When Congress returns from spring break March 31, President Bush is likely to send the U.S.-Colombia Trade Promotion Agreement to Capitol Hill, triggering an up or down vote on the deal within 90 days. If Congress can put aside its fealty to Big Labor, then the trade deal will easily be approved. Unfortunately, House Speaker Nancy Pelosi (D-Calif.) insists on raising bogus objections about curbing violence toward union leaders in Colombia.
Pelosi ignores the fact that the number of murders of trade unionists has dropped 75% since Colombia President Alvaro Uribe took office. Uribe has tripled spending on protection for unionists and his crime reduction success has helped boost his approval rating to 70%. More importantly, as Colombia’s trade minister Luis Plata told the Wall Street Journal recently, “you can’t make the case that killing the FTA will make things better.”
As tensions rise in South America, the Colombia FTA is vital to securing peace in the region. The Washington Post reports that the terrorist group Revolutionary Armed Forces of Colombia (FARC) faces the “possibility of implosion” as more and more of the groups members desert. Whether or not recently discovered laptops prove Venezuela President Hugo Chavez is funding the FARC, Chavez does have a proven interest in promoting the terrorist organization. Through sympathetic radio addresses and brokered hostage exchanges, Chavez has sought to legitimize the FARC and discredit Uribe as Colombia’s democratic leader. A congressional rejection of the Colombia FTA would only strengthen Chavez efforts to portray the U.S. as a fickle and opportunistic trading partner.
The FARC is down to 11,000 members today from 16,900 in 2002. While it is currently coping with mass desertions, FARC still has an “immense capacity to recruit” young farmers with few other possibilities. Plata believes the Colombia FTA is vital to making sure those poor farmers have better options than the FARC. He told the WSJ: “You don’t win the peace with soldiers alone. You have to have a functioning economy.”

● ● ● ● ●

● Problem 1
In the piece on the Colombia trade deal, rewrite the passage that begins at the words "When Congress returns" and stops after "leaders in Colombia.", swapping "Big Labor" for "the unions".
● Problem 2
Answer these questions using the piece on the Colombia trade deal:
(a) By what percentage have murders of trade unionists dropped since Alvaro Uribe took office?
(b) How many members does the FARC have today?
(c) Within how many days must Congress hold an up or down vote once the deal is sent?
● Problem 3
Pick up the piece on the Colombia trade deal from its last sentence and carry it forward.

● ● ● ● ●

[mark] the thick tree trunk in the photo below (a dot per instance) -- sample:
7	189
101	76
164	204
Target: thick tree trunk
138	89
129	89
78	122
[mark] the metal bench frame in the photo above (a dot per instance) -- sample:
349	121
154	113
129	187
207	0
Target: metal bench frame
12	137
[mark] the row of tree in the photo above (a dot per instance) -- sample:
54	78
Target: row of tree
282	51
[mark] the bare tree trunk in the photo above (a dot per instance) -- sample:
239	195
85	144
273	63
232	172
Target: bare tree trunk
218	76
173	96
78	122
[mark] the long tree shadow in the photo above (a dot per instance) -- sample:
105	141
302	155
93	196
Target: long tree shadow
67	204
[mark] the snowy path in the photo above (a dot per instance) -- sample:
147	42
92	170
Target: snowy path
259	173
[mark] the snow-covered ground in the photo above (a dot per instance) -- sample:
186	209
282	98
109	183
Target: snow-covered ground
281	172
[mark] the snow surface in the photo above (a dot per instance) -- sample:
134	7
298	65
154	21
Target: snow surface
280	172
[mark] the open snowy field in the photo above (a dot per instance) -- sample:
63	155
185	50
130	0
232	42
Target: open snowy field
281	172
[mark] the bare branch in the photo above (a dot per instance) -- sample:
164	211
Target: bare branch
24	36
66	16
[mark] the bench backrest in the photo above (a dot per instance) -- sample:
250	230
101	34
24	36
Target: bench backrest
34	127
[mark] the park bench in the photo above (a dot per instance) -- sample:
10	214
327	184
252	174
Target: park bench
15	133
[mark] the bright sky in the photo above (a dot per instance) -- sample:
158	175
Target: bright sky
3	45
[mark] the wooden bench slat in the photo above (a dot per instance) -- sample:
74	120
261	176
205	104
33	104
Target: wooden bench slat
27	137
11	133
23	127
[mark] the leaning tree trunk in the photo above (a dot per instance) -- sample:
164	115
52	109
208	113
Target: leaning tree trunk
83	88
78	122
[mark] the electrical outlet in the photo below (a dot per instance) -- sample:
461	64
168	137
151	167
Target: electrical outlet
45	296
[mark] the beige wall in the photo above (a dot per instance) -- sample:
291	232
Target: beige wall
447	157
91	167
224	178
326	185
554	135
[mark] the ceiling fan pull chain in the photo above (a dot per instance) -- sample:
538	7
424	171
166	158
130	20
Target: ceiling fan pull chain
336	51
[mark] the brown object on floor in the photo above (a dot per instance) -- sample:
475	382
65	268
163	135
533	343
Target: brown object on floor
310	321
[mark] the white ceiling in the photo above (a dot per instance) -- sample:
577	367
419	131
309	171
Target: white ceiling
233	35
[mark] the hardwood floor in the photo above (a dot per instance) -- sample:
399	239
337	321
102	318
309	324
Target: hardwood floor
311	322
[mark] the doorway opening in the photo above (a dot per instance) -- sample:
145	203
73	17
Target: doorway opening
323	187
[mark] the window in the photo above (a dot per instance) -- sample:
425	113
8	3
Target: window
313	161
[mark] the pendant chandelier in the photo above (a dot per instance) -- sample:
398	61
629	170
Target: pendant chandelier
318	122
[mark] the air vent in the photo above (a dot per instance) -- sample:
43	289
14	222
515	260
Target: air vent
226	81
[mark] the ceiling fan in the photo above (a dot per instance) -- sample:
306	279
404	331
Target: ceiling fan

● ● ● ● ●

● Task answer 1
When Congress returns from spring break March 31, President Bush is likely to send the U.S.-Colombia Trade Promotion Agreement to Capitol Hill, triggering an up or down vote on the deal within 90 days. If Congress can put aside its fealty to the unions, then the trade deal will easily be approved. Unfortunately, House Speaker Nancy Pelosi (D-Calif.) insists on raising bogus objections about curbing violence toward union leaders in Colombia.

● Task answer 2
(a) 75%
(b) 11,000
(c) 90 days

● Task answer 3
Quick Hits:
- Despite wide agreement that the nation needs to upgrade its aging power grid, environmentalists are thwarting efforts to build new power lines.
- The head of the Intergovernmental Panel on Climate Change acknowledges that if you take 2002 as a point of reference the earth’s temperature has plateaued, and using 1998 as a point of reference the earth has actually cooled.
- Even after deportation, many illegals are determined to return to the U.S. since, “Regardless of how hard it is to make it here as an immigrant, it is still better than being back home.“
- Thousands of patients guaranteed health care under California state law can’t get in to a doctor’s office since many doctors are refusing to see any Medi-Cal patients due to paltry reimbursement rates for their services.
- Compared to the 223 higher education earmarks made in 1990, last year Congress approved 2,306 higher education earmarks worth a record $2.3 billion, including $1.9 million for the Charles B. Rangel Center for Public Service at City College of New York.